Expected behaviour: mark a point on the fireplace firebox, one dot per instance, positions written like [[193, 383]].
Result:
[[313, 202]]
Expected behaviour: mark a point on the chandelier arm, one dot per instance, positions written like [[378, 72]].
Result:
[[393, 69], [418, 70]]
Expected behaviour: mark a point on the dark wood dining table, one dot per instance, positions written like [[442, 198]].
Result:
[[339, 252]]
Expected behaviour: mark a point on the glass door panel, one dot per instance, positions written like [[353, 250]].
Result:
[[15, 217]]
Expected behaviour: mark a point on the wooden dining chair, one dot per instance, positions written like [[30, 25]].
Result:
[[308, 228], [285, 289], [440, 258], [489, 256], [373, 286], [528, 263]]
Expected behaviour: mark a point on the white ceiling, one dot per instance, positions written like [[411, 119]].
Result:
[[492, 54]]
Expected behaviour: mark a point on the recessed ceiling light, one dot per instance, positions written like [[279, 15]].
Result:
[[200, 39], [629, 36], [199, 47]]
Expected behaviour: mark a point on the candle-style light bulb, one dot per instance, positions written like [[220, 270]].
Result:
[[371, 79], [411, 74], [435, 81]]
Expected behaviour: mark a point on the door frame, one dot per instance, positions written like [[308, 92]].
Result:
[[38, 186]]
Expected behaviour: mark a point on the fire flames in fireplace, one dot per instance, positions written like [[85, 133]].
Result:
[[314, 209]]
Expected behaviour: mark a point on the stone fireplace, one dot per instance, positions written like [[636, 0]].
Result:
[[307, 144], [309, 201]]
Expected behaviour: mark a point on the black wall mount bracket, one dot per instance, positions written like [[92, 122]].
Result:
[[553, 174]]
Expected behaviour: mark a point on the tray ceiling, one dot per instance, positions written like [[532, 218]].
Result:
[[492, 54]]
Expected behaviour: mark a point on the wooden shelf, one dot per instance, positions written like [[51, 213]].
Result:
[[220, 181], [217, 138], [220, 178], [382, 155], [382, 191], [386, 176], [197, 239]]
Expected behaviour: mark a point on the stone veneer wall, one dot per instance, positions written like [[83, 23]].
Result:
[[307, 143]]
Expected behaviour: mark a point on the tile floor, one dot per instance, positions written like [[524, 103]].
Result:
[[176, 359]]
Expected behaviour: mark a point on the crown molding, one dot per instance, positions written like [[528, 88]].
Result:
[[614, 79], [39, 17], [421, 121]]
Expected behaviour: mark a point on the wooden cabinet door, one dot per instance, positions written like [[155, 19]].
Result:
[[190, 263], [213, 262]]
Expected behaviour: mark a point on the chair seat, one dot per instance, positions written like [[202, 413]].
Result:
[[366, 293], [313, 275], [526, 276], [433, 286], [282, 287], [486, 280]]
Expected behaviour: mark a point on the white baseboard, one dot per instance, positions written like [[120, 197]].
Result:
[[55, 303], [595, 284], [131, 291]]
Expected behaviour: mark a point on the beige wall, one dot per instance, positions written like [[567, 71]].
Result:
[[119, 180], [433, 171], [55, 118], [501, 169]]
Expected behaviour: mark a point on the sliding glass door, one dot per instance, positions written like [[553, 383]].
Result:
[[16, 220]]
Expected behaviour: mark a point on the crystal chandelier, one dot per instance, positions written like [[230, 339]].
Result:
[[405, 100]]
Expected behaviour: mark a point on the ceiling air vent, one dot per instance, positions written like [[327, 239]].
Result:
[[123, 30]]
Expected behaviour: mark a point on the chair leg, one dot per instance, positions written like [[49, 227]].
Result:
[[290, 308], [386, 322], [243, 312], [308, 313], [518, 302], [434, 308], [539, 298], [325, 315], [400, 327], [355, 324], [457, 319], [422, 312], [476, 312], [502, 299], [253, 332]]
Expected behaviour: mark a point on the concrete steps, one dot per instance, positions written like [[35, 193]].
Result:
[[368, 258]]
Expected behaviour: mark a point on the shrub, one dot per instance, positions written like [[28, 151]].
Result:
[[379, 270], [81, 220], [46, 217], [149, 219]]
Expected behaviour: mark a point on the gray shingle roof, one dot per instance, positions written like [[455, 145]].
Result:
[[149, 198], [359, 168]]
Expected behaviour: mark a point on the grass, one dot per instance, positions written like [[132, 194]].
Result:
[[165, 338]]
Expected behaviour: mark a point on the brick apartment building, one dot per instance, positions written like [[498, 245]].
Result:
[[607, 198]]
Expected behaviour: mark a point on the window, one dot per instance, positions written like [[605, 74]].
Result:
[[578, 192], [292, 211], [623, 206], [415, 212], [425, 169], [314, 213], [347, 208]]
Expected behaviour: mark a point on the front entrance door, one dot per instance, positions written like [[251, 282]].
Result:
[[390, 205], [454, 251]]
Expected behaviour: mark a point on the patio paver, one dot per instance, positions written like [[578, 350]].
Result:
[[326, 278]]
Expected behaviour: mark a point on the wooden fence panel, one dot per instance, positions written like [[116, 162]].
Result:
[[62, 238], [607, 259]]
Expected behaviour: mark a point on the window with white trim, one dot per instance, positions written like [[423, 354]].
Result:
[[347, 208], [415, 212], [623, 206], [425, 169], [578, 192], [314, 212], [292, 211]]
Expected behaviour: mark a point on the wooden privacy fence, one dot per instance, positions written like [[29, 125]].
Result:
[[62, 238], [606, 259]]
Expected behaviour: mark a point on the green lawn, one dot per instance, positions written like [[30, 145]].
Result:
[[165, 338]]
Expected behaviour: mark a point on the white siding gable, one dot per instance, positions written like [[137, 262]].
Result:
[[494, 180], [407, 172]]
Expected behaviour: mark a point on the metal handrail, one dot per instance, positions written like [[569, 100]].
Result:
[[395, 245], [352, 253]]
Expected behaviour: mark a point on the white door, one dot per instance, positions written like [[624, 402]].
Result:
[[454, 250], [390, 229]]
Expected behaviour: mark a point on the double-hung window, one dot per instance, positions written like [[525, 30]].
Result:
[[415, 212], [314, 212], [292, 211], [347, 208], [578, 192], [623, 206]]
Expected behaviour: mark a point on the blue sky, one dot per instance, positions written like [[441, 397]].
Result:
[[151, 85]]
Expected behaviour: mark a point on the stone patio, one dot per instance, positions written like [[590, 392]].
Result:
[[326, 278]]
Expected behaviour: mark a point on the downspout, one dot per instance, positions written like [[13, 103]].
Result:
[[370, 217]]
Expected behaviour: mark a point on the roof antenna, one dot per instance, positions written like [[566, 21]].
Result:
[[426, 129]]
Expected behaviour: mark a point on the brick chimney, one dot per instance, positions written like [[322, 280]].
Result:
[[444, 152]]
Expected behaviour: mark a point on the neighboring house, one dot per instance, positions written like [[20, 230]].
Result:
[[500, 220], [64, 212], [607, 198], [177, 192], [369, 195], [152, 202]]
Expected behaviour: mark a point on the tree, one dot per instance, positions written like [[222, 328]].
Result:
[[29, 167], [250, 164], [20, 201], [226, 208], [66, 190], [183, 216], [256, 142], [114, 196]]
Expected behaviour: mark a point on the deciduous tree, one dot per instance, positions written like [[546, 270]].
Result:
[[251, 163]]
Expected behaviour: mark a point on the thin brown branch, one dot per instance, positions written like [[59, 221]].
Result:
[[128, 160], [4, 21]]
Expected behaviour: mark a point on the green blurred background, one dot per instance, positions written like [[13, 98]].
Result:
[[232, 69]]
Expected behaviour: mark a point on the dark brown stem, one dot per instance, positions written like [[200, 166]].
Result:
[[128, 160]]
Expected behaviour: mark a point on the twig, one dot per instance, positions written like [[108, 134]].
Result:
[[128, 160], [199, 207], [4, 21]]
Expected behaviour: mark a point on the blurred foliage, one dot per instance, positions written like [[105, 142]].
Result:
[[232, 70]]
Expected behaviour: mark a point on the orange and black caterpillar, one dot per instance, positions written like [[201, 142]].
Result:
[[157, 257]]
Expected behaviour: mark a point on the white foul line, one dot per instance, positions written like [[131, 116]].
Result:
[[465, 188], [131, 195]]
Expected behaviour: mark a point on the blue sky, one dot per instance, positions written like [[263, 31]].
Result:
◇ ◇ ◇ ◇
* THE PROBLEM
Copy out the records above verbatim, from the line with "Expected behaviour: mark a point on the sliding" up to and including the line with "[[390, 205], [454, 251]]".

* ANSWER TO THIS TASK
Expected behaviour: mark a point on the sliding glass door, one dot per instance, positions written like [[553, 383]].
Result:
[[16, 220]]
Expected behaviour: mark a point on the crystal chandelier, one dot per instance, positions written like [[230, 339]].
Result:
[[405, 100]]
Expected behaviour: mark a point on the ceiling air vent, one dot per instance, positions written like [[327, 239]].
Result:
[[123, 30]]
Expected behaviour: mark a point on the chair leg, one dot per instance, positions written like [[49, 227]].
Result:
[[290, 308], [386, 322], [243, 312], [308, 313], [518, 302], [434, 308], [539, 298], [325, 315], [400, 327], [355, 324], [457, 319], [422, 312], [476, 312], [502, 299], [253, 332]]
Expected behaviour: mark a point on the concrete steps, one dot per instance, positions written like [[35, 193]].
Result:
[[368, 258]]
Expected behaviour: mark a point on the shrub, one dot per instance, positions written like [[28, 151]].
Result:
[[379, 270], [81, 220], [46, 217], [149, 219]]
Expected behaviour: mark a point on the gray shingle roof, one dot per instance, positions written like [[455, 145]].
Result:
[[149, 198], [359, 168]]
Expected behaviour: mark a point on the grass, one dot per instance, positions written like [[132, 194]].
Result:
[[165, 338]]
Expected behaviour: mark a point on the brick apartment building, one dot per instance, positions written like [[498, 245]].
Result:
[[607, 198]]
Expected behaviour: mark a point on the window, one dot per instance, positions written like [[605, 74]].
Result:
[[578, 192], [292, 211], [623, 206], [415, 212], [425, 169], [314, 213], [347, 208]]
Expected behaviour: mark a point on the front entrance door, one dot per instance, positions written like [[251, 282]].
Result:
[[390, 205], [454, 251]]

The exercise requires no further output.